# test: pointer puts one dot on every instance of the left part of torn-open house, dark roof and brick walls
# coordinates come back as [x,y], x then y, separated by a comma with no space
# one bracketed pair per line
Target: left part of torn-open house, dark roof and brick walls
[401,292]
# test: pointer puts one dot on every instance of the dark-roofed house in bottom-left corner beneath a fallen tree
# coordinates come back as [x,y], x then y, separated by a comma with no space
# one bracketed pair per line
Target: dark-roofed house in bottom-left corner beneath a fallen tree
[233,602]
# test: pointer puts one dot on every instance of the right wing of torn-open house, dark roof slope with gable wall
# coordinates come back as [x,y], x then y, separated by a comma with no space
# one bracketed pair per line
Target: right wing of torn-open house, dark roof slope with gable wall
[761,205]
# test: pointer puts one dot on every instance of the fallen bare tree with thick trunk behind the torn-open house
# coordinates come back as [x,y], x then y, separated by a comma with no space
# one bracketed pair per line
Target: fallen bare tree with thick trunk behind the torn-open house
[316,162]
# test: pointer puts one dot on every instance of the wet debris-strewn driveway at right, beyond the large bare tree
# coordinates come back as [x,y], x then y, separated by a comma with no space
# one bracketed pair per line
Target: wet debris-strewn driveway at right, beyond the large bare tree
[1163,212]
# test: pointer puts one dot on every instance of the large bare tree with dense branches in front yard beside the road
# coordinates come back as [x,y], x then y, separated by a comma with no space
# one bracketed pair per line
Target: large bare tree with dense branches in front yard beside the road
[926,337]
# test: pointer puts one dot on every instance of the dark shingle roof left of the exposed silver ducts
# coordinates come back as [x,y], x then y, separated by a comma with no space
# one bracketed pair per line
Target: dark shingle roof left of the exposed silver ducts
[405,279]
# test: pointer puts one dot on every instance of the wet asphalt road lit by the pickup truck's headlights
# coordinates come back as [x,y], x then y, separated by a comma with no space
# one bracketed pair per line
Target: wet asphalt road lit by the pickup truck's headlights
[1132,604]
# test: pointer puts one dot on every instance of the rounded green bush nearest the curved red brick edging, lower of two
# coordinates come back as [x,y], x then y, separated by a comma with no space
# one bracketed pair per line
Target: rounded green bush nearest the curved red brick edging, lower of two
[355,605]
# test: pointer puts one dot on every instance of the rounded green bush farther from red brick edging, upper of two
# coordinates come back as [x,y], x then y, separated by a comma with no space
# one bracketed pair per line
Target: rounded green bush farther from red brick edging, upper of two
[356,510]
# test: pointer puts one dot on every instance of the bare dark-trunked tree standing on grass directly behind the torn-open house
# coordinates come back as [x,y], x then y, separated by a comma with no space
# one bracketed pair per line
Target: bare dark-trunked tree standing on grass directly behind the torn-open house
________
> _YOUR OBJECTIVE_: Provide the number of lines above that include the string "grass", with no other words.

> _SOLVED PROBLEM_: 2